Texto fornecido:
+ + + + + + +

Ruptura em família

Em meio a disputa por guarda de criança, avós brasileiros são condenados nos EUA e enfrentam prisão domiciliar

Marcelo Freire Do UOL, em São Paulo
Arte UOL

Em julho de 2013, a brasileira Marcelle Guimarães vivia nos EUA e viajou com o filho N, de três anos, para o Brasil, com a permissão do pai, o americano Christopher Brann. O casal havia se separado um ano antes, e passava por um processo de divórcio envolvendo acusações de maus tratos e violência. Sem o consentimento de Brann, Marcelle decidiu não voltar para Houston (EUA), e permaneceu em Salvador, onde vive até hoje com o menino de 9 anos.

A mudança da criança sem permissão do pai foi o estopim de um drama familiar e diplomático, culminando, em fevereiro de 2018, na prisão e na condenação dos avós maternos de N., os brasileiros Carlos e Jemima Guimarães, sob a acusação de colaborarem com a filha em um crime de sequestro internacional, violando os direitos parentais estabelecidos na lei americana.

Condenados em maio, Carlos e Jemima estão em prisão domiciliar em Houston enquanto aguardam a divulgação da duração da sentença. Eles foram julgados como cidadãos americanos --os avós têm dupla cidadania, assim como Marcelle-- e podem pegar até três anos de cadeia.

Para o Itamaraty, a prisão dos avós fere a Convenção de Haia. E, apesar de a localização da criança ser conhecida, o menino aparece na lista de desaparecidos da Interpol a pedido do FBI, a polícia federal americana.

Enquanto isso, os pais do menino, ambos com 39 anos, trocam acusações mútuas de comportamento violento e continuam suas disputas de guarda nas Justiças do Brasil e dos Estados Unidos, que vivem um impasse jurídico para decidir sobre o destino da criança.

+ + + + + + +

Material fornecido:

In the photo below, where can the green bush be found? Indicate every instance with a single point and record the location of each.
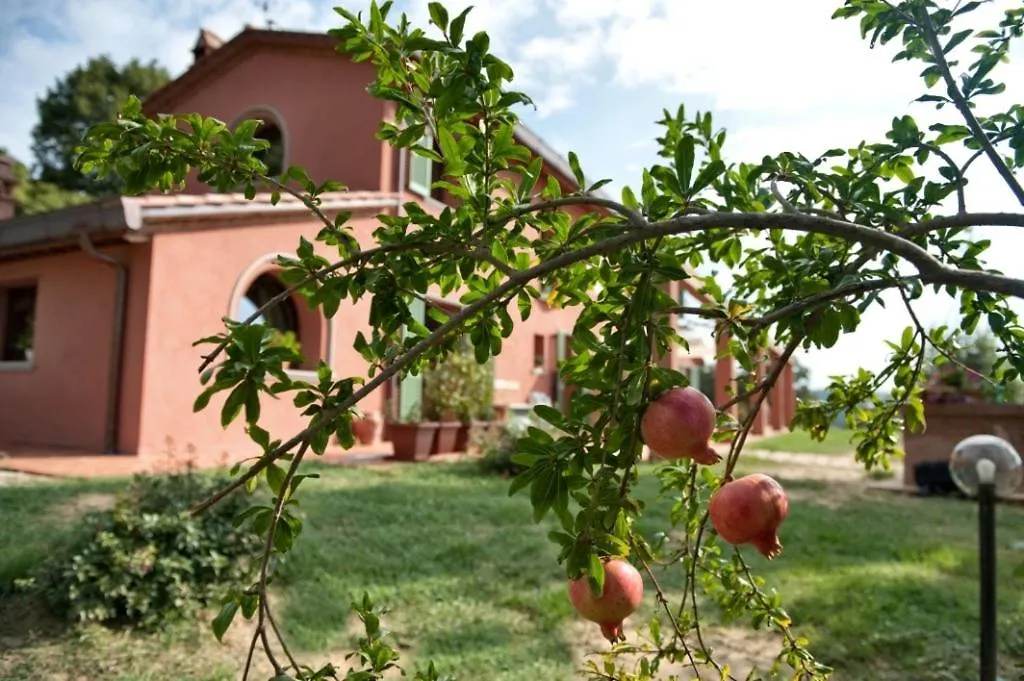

+ + + + + + +

Dê continuidade à reportagem sobre a condenação dos avós brasileiros nos EUA, prosseguindo a partir da última frase apresentada.

Marcelle Guimarães e Chris Brann se conheceram em 2006 na Universidade Rice, em Houston, onde ambos faziam mestrado. A família Guimarães possuía raízes na cidade --os pais da brasileira já haviam morado em Houston anos antes, época em que Carlos, engenheiro de formação, trabalhava na multinacional Dow Chemical.

Marcelle, no entanto, morava sozinha nos EUA quando começou a namorar Chris Brann. Eles se casaram em fevereiro de 2008 e N., único filho do casal, nasceu em setembro de 2009.

Segundo o relato de ambos, as brigas logo se tornariam incontornáveis. O casal se separou em 2012 e, no fim daquele ano, Marcelle pediu o divórcio e a guarda unilateral da criança. A Justiça do Texas concedeu, temporariamente, guarda compartilhada aos dois pais.

Enquanto o processo corria, Marcelle fez uma solicitação para levar o filho em uma viagem ao Brasil, marcada para julho de 2013, para o casamento do irmão dela. Chris e Marcelle acordaram, diante do tribunal do Texas, que ela retornaria aos EUA no dia 20 daquele mês. Isso, porém, nunca aconteceu --Marcelle permaneceu em Salvador e entrou com um pedido na 2ª Vara de Infância e da Juventude na capital baiana para obter a guarda unilateral de N., ganhando a ação.

A partir daí, começou o imbróglio judicial nos dois países, que envolve o local onde o garoto deveria morar e qual dos pais têm o direito à guarda principal da criança.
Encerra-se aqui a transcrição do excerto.